(Dataset records on object locations)

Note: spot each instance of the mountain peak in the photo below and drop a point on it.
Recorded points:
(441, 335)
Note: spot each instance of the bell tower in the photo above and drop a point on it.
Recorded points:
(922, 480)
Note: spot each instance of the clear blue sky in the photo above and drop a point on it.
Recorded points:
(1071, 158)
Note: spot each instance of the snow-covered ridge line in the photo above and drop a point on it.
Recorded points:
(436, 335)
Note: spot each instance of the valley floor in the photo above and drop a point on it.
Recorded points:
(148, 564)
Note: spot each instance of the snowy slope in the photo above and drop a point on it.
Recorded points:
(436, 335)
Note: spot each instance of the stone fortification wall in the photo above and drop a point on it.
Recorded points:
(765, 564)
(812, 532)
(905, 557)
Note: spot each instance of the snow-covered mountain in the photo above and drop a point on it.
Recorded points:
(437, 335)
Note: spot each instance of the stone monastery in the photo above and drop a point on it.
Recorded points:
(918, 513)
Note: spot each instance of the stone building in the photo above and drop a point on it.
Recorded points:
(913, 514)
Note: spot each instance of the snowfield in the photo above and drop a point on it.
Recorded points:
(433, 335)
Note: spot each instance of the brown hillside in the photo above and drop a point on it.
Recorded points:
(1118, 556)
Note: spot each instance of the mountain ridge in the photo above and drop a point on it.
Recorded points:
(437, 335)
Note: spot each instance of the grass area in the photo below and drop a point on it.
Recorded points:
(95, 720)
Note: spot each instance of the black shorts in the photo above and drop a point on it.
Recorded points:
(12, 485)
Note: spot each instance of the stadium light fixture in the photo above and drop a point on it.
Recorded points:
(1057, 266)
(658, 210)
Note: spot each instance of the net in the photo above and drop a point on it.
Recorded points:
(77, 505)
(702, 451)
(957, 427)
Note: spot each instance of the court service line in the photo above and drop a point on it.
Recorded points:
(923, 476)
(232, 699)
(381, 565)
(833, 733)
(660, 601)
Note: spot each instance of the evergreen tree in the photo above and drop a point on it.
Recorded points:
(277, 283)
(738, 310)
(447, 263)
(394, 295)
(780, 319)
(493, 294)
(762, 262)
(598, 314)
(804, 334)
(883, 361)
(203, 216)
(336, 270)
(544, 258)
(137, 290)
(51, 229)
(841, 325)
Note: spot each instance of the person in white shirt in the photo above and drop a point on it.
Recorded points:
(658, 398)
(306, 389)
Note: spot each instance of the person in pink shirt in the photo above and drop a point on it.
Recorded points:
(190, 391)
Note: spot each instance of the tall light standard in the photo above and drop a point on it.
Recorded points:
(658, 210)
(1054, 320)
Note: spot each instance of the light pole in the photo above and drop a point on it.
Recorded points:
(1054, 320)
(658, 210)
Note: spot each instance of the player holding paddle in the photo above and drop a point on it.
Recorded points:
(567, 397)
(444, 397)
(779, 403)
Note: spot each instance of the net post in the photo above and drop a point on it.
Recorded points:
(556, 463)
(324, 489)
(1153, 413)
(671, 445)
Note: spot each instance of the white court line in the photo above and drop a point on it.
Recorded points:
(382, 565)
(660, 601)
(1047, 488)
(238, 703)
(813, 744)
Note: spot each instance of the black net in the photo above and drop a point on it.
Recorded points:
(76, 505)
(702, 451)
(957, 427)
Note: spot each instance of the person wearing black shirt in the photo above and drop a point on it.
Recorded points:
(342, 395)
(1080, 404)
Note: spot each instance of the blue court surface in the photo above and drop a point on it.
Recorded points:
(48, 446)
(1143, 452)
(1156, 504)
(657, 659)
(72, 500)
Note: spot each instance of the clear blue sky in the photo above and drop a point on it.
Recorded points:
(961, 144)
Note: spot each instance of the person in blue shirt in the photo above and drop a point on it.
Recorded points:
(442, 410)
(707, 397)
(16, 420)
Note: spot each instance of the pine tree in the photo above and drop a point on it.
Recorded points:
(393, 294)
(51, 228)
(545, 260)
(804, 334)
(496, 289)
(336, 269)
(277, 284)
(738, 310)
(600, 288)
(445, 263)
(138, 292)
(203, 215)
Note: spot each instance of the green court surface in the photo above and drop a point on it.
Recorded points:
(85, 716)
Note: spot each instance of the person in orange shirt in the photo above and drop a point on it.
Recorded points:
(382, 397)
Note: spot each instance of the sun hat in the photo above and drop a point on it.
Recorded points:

Task requirements - Rewrite the lines above from the line with "Note: spot each instance of the stone building" to the line with "(1118, 556)", both included. Keep the note lines as they are, and add 20 to every coordinate in the recorded points.

Completed exercise -
Note: spot each instance of the stone building in the photo above and drop a point on it.
Recorded points:
(933, 534)
Note: spot each instance of the snowfield in the photo above and drop a point on it.
Recorded points:
(453, 355)
Note: spot each instance of the brown hillside in the photo above and drop a point on it.
Recorded points:
(1138, 576)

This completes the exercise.